* [Fragmento del documento]:
·····
Frente a estos manejos, la oposición, derrotada en las legislativas de diciembre de 2003 está dividida y extenuada. Nadie se ha escandalizado porque el presidente haya rechazado la propuesta de crear una comisión de investigación para conocer lo que ha sucedido de verdad en Beslán o exigido en serio responsabilidades a alguien por este drama infame.

Con esa misma suficiencia cabe interpretar el anuncio de una recompensa de ocho millones de dólares por la cabeza de los separatistas (que estos han contestado poniendo precio a la cabeza de Putin en un gesto abiertamente displicente), la amenaza de lanzar ataques contra las bases de los terroristas allá donde se encuentren (incluso en el exterior, lo que parece contradictorio con el respeto a la legalidad internacional), las acciones de "peinado" del terreno con todo su arsenal más sofisticado y moderno para dar caza y captura a los insurgentes… Pero ¿será suficiente? Putin, al igual que Sharon o Bush, comparte la idea de que el terrorismo puede ser vencido mediante la adopción preferente y prácticamente exclusiva de medidas de fuerza y que las negociaciones con los rebeldes, bandidos o terroristas, deben ser totalmente excluidas. Sin embargo, el ciclo de la violencia se perpetúa a si mismo y en esas condiciones, es difícil atisbar una salida clara y victoriosa. Nuevas generaciones de combatientes suceden a las anteriores y en muchos casos con mayor determinación y menos sujeción a la más elemental racionalidad política que la de sus predecesores. Pero por muy repugnantes y condenables que sean sus acciones, más tarde o más temprano, habrá que actuar sobre sus motivaciones y para ello es indispensable una aproximación política al problema.

Una espiral sin fin y de larga tradición

Se pueden entender estas últimas acciones como una respuesta a los crímenes cometidos por las fuerzas rusas en Chechenia? La espiral de la violencia ruso-chechena se ha venido manifestando de forma especialmente intensa desde el comienzo de 2004. En febrero, unos desconocidos, al parecer integrantes de los servicios secretos rusos, asesinaban en Qatar al líder independentista, Zelimján Yandarbíev, quien residía como refugiado en Doha. Yandarbíev fue el sucesor del padre de la independencia chechena, Dudaev, después de su asesinato por las fuerzas rusas. Con Yeltsin avaló la paz de Jasaviurt que puso fin a la primera guerra ruso-chechena del periodo postsoviético, si bien perdió las elecciones de 1997 en las que resultó elegido Aslán Masjadov, quien aún ejerce como presidente formal de la república. Desde entonces, Yandarbíev venía apoyando la causa chechena desde el exilio. Y no parecía el rival más preocupante, aunque si un blanco fácil para subir la moral en la política caucásica de Rusia.
·····
* [Filas]:
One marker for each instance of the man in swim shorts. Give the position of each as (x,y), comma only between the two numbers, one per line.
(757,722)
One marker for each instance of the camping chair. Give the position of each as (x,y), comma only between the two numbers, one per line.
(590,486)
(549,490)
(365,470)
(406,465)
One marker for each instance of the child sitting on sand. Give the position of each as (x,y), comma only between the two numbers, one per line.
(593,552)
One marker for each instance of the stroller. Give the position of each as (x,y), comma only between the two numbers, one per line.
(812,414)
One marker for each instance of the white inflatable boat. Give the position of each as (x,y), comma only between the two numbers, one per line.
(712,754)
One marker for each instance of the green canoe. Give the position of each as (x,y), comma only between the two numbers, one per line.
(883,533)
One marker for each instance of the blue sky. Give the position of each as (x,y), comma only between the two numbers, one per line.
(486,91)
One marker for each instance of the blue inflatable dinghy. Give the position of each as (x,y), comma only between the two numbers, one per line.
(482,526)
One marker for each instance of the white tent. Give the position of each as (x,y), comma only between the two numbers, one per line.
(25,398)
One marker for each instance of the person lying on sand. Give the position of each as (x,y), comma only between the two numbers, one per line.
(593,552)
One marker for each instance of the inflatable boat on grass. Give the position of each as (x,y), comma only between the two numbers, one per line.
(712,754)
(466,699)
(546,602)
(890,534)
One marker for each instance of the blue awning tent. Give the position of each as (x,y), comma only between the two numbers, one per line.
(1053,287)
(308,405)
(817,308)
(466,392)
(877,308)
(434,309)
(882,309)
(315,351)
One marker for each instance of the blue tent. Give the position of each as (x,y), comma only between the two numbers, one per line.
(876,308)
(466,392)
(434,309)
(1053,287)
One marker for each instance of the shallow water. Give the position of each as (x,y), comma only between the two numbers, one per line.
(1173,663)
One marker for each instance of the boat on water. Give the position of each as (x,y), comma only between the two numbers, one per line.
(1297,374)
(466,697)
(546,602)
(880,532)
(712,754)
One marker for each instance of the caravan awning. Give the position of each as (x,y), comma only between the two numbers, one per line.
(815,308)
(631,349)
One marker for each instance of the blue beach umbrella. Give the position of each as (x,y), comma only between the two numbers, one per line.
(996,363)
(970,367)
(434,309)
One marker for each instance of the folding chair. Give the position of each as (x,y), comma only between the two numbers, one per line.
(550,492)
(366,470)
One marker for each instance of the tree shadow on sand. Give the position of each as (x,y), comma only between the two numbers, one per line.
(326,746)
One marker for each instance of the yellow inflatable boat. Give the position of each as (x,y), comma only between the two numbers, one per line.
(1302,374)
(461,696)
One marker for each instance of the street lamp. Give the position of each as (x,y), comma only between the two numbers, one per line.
·····
* [Tareas]:
• a. Según el texto sobre Chechenia, ¿en qué país fue asesinado Zelimján Yandarbíev en febrero?
• b. Prosigue el texto sobre Chechenia a partir de su última oración.
Las filas no tienen relación con el texto sobre Chechenia.

* [Respuestas dadas]:
• a. En Qatar.

• b.
La dinámica del ojo por ojo y diente por diente no se hizo esperar y de forma mucho más desestabilizadora y grave. El 10 de mayo, en pleno desfile militar del Día de la Victoria, saltaba por los aires el palco presidencial en el que se hallaba el mandatario proruso de la república, Kadirov, descabezando una de las piezas clave de la estrategia del Kremlin en la región. Masjadov se apuró a condenar el atentado, pero las acciones guerrilleras, fuera de su alcance y control, se han ido sucediendo de forma ininterrumpida desde entonces, incluso mostrando señales claras de un salto cualitativo, superador de las actuaciones a base de emboscadas, minado y atentados selectivos. Buena prueba de ello han sido el asalto en Nazran, en la vecina Ingusetia, causando numerosas muertes y heridos; o el asesinato del ex vicepresidente de Chechenia, Yakov Sergunin, número dos de Kadírov.

Frente a esta situación, los intentos del presidente Putin por recuperar la iniciativa se han quedado en meras declaraciones y estudiadas apariciones públicas, organizadas con suficientes garantías para evitar demostraciones de la explicita indignación cívica. Los viajes por sorpresa a Chechenia o a Nazran, seguidos de nuevos anuncios de aniquilación de la guerrilla, aumento de efectivos militares, destituciones de generales o jefes del Estado Mayor, remodelación de los servicios de seguridad, más anuncios de creación de un nuevo Ministerio, etc., son la prueba palpable de un fracaso y una muestra contundente e inapelable de la ineficacia de quienes han dirigido la guerra contra los chechenos.

Que Chechenia no es cosa fácil es bien sabido. Su historia es la de una rebelión duradera que se inició en la época zarista, a mediados del siglo XIX. Como prueba la guerra del Cáucaso (1817-1864), bien caracterizada por la resistencia (1834-1859) del legendario Shamil contra el zar. En octubre de 1917, los chechenos crearon la República Confederada de las Montañas (1918-20), reemplazada muy pronto por la República Soviética de las Montañas (1921). Como todos los pueblos del Cáucaso, los chechenos quedaron profundamente marcados por la época estalinista. Entre 1943 y 1944, un gran número de ciudadanos del Cáucaso, se habla de hasta dos millones de personas, fueron deportados a Siberia y Asia Central, acusados de haber colaborado con los alemanes. Algunos pudieron regresar a la región después de la muerte de Stalin, creando nuevas realidades geodemográficas de difícil convivencia, a pesar de la consideración formal de pueblos hermanos en el lenguaje comunista de la época. En 1957 recuperan la autonomía formando una misma República con la vecina Ingusetia. La desaparición de la URSS plantea el desafío de la soberanía de Chechenia frente a la Federación. Si Rusia se hacia independiente de la URSS, por qué los chechenos no podían seguir también su camino hacia la independencia?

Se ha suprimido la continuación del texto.